-- Begin PROVIDED TEXT --

Comment 11 Mark Goodwin 2009-07-24 06:48:23 UTC

NEC disabled the raidsrv daemon on their RHEL5.4-beta test box
and this made no difference. So much for that theory ... I have
asked for scsi_scan debugging to be enabled and to send the logs.

-- Mark

Comment 12 bo yang 2009-07-24 13:57:26 UTC

I am in testing the tape drive.  I will give update soon.

Comment 13 Tom Coughlan 2009-07-27 22:19:25 UTC

Created attachment 355325 [details]
This patch suppose to fix the tape drive issue which reported by NEC.  

This is a copy of comment: 
 
https://bugzilla.redhat.com/show_bug.cgi?id=475574#c52

That BZ is for the general driver update. That code is checked in. The BZ should stay in its current state. This BZ is for the problem scanning tape drives seen with the driver update.

Comment 14 Mark Goodwin 2009-07-27 23:48:14 UTC

A test kernel with Bo's patch was brewed yesterday and made available to
the customer: http://people.redhat.com/~mgoodwin/BZ510665

This is going on over in the IT ticket. I'll update here as soon as we
have test results, hopefully today sometime.

Thanks
-- Mark Goodwin

Comment 15 Mark Goodwin 2009-07-28 06:45:30 UTC

Tom, the customer has verified the test kernel with Bo Yang's patch fixes
the issue reported in this BZ, i.e. the tape is now correctly discovered.
They are now running additional tests to verify nothing else has regressed.

So, as far as managing this BZ goes, it's over to engineering, PM and QA
to decide the fate of the fix for RHEL5.4. I have set CustomerVerified.

I'm going to set the IT to WoENG now.

-- End PROVIDED TEXT --

- REQUIRED WORK:
1. List each comment number in the bug thread, each with the name of the person who posted it.
2. Please repeat the portion of the bug thread starting with "Comment 14 Mark" and going on through "hopefully today sometime.".
Work from the bug thread alone.

-- Begin INFORMATION SUPPLIED --

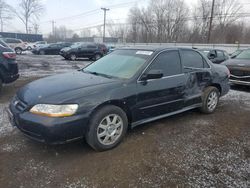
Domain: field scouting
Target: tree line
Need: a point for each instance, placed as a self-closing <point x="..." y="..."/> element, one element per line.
<point x="164" y="21"/>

-- End INFORMATION SUPPLIED --

- ANSWERS FOR THIS EXERCISE:
1.
Comment 11: Mark Goodwin
Comment 12: bo yang
Comment 13: Tom Coughlan
Comment 14: Mark Goodwin
Comment 15: Mark Goodwin

2.
Comment 14 Mark Goodwin 2009-07-27 23:48:14 UTC

A test kernel with Bo's patch was brewed yesterday and made available to
the customer: http://people.redhat.com/~mgoodwin/BZ510665

This is going on over in the IT ticket. I'll update here as soon as we
have test results, hopefully today sometime.